▸ **REQUIRED ACTIONS**:
1. Answer these from the gardening text:
(a) In what city was the family apartment with the spindly young tree?
(b) Which subject is paired with the point that all soils are not the same?
(c) Which two subjects are given in parentheses for the point about growing your own veggies?
2. Proceed with the gardening text, starting right after its last line.

▸ **TEXT UNDER STUDY**:
Learning in the garden
I have loved to watch plants grow, going back at least to age 7 when I laid on the ground to look up, with pure appreciation, at a spindly young tree in front of my family’s apartment in Baltimore. Beginning with bulbs and flower seeds there, I have grown houseplants and/or vegetables in just about every place that I’ve lived since that time. While I personally find gardening very therapeutic, it is also a natural laboratory and a place where children can learn all sorts of valuable skills and life lessons.
Here are just a few of the things that children can learn in a garden:
- The life cycle of plants and insects how they are able to transform over time without changing their identity. (Biology)
- How energy is neither created or destroyed; it just changes form. (Physics)
- That all soils are not the same. They have a history. (Geology)
- That fertilizer and Ph make a difference. (Chemistry)
- Fine motor skills: crumbling soil, seed handling, tying plants to a support, using hand tools, etc.
- Gross motor skills: digging, reaching, balancing, pushing, pulling, lifting, squatting, etc.
- Math: measurement (space, distance, volume, height, weight, time), counting, geometry (e.g. how shadows will be cast), estimation, etc.
- Veggies always taste better when you grow them yourself. (Nutrition; Self-confidence)

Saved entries
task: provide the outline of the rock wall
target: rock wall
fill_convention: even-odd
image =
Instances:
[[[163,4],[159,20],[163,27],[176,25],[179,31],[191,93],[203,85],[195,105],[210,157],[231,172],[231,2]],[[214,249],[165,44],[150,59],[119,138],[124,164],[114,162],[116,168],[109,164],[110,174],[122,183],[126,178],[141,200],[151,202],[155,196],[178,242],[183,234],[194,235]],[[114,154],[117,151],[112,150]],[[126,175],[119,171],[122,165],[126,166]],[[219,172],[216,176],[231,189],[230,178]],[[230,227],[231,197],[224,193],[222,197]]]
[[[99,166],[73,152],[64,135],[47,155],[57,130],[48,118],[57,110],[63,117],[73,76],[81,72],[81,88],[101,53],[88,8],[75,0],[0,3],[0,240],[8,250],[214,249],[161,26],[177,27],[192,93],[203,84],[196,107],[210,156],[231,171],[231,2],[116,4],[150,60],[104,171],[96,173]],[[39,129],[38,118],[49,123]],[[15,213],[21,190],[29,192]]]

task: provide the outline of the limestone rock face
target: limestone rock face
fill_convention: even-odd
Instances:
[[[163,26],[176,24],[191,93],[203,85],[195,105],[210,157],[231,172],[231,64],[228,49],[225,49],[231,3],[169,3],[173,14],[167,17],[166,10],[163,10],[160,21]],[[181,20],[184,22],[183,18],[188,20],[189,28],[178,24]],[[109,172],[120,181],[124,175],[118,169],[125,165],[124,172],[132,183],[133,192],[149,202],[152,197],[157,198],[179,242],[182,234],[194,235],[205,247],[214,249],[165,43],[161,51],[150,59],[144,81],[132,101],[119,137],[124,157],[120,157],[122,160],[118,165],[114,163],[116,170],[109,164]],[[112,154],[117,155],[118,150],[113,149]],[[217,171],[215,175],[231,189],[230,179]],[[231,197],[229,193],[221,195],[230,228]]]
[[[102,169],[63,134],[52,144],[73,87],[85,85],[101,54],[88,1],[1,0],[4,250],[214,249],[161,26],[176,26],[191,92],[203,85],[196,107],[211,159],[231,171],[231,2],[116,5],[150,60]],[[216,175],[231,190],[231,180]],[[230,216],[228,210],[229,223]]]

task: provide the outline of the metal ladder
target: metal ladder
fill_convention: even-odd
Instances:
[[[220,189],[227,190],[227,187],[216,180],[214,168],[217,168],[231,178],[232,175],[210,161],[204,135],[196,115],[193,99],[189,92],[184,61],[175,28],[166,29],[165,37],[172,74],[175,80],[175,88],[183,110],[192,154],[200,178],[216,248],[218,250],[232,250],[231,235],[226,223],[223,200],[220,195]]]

--

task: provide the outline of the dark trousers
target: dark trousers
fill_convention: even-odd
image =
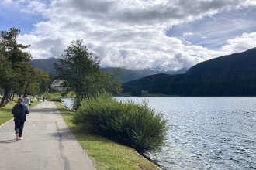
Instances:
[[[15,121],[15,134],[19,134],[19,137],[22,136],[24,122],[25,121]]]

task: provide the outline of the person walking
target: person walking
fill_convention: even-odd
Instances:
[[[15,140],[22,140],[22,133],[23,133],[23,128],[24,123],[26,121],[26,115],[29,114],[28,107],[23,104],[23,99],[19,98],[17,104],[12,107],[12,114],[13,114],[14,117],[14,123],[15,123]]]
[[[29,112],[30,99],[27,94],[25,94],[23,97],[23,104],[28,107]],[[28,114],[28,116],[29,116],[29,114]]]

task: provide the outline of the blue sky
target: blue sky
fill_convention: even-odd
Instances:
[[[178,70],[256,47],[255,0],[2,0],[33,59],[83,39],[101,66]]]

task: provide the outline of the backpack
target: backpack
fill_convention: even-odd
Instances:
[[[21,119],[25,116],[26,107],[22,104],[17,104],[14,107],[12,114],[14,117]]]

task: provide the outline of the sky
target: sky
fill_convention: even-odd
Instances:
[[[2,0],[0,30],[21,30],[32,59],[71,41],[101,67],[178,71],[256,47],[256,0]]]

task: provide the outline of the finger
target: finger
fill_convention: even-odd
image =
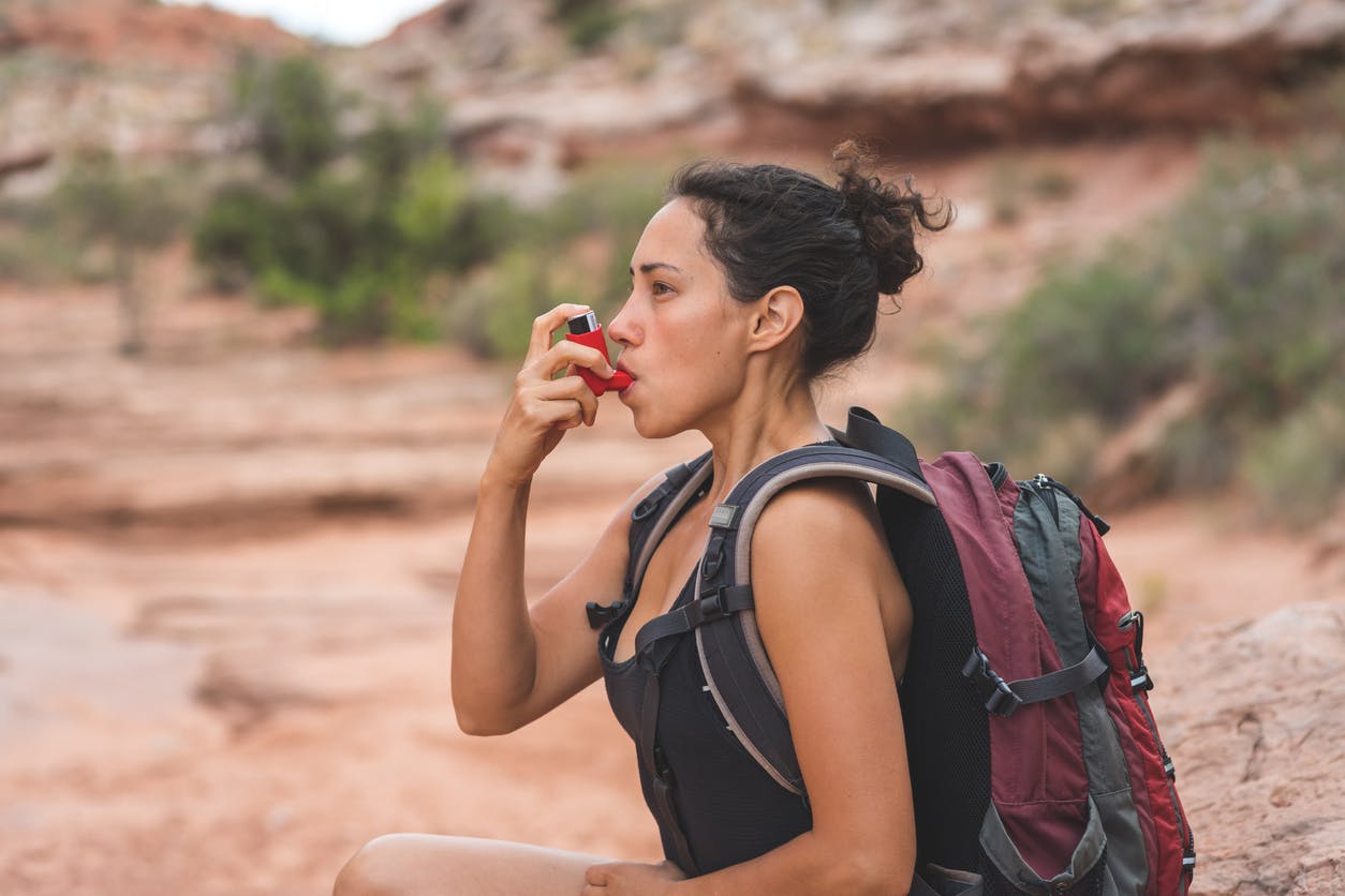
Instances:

...

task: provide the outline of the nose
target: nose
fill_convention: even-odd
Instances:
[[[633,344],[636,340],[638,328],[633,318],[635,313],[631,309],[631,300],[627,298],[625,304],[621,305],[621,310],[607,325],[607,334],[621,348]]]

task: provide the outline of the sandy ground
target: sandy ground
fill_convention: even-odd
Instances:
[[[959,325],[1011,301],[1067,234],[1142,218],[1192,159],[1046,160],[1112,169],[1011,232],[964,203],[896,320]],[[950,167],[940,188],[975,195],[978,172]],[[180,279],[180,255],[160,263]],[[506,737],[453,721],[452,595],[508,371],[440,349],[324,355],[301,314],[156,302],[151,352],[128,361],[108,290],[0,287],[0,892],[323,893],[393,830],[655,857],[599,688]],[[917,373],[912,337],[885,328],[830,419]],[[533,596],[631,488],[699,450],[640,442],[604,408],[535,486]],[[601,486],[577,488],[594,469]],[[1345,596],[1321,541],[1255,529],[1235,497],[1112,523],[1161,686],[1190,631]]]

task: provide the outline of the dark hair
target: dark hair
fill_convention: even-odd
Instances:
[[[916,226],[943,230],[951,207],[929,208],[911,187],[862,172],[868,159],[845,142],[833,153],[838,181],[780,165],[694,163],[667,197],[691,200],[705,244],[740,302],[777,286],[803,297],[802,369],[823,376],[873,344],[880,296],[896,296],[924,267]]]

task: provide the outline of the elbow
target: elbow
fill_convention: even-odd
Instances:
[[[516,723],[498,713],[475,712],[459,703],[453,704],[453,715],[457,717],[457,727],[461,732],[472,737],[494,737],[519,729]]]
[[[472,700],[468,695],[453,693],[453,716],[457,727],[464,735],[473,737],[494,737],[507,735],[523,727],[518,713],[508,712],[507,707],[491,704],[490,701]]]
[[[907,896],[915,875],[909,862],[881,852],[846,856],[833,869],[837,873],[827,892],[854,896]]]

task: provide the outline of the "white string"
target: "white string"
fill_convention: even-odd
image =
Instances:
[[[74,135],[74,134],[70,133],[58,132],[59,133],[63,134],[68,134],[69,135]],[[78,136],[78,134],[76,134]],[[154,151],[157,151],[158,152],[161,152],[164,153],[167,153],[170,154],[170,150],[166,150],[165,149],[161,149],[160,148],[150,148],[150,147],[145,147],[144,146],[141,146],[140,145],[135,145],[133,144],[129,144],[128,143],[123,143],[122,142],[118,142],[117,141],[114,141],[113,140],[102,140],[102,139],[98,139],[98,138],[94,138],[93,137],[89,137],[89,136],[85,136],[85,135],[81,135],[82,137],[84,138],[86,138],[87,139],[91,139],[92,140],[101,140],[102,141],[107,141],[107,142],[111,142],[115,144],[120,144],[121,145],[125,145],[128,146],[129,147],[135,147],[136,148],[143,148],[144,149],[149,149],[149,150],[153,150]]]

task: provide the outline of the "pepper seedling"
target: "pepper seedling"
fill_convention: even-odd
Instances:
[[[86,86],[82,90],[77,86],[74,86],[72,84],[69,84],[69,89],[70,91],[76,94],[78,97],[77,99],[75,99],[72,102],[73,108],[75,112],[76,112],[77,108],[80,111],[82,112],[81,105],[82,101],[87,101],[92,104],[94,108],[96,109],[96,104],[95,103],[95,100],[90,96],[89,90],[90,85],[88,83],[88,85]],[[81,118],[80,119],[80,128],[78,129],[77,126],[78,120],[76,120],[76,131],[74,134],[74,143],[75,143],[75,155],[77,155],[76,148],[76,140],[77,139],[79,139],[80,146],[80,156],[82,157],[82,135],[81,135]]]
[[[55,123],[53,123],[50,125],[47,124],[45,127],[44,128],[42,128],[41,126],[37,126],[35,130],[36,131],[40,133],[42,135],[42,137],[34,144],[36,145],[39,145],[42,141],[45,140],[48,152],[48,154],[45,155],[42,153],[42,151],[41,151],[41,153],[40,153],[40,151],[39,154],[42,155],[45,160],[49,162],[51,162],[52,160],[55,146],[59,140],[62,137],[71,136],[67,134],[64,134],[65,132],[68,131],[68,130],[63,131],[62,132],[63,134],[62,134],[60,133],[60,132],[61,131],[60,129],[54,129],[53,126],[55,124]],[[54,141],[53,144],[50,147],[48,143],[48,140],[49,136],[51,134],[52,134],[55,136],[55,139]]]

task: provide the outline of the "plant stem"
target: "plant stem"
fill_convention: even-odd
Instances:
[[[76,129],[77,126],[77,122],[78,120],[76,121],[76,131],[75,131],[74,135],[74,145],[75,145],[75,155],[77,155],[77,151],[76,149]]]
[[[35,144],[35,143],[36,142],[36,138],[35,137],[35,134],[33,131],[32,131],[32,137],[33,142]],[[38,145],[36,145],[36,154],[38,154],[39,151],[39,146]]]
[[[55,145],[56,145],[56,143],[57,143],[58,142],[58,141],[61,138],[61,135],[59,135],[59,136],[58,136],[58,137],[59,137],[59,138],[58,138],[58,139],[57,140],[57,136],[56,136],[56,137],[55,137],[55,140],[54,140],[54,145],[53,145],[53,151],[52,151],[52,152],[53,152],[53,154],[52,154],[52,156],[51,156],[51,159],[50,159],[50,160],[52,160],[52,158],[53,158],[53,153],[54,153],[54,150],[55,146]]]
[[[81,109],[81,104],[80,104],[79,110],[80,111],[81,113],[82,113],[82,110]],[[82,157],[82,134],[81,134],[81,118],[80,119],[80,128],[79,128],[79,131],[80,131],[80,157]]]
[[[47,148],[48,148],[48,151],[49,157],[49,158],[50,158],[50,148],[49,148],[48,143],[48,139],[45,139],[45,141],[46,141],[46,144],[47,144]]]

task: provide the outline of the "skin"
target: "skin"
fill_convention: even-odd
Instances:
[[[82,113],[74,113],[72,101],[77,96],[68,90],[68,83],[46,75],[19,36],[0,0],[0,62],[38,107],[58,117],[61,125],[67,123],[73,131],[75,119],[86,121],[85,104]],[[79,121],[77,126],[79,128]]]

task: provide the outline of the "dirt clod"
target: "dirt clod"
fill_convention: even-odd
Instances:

▸ **RESULTS OF THE TASKS**:
1.
(a) Baltimore
(b) Geology
(c) Nutrition and Self-confidence

2.
- Plants do best when they are put in location where their needs for sun, water and space can best be met. (Analysis; Organization)
- There is a very close relationship between the effort that you put in and the success of the garden. (Cause/Effect; Work Ethic)
- Things will happen in their own time. (Patience; Delayed gratification)
- Sometimes your plants are damaged by forces you have no control over, like weather, disease and pests. (Resilience; Humility)
- Next year things will be even better! (Planning; Optimism; Self-determination)
There must also be studies out there showing that gardening has mental health benefits, even though they may be more difficult to measure. It’s never too early or too late to introduce children to gardening, whether at home, school or in a community garden. If you are a gardener, share your love and experience with some young people. It’s education, nature style!
Posted on October 8, 2013, in child development, Education, nature, Parenting, student development, Uncategorized and tagged activities, activities for kids, child development, children and nature, educational planning, environmental learning, gardening, hands-on learning, learning, natural learning, parenting, science for kids. Bookmark the permalink. Leave a comment.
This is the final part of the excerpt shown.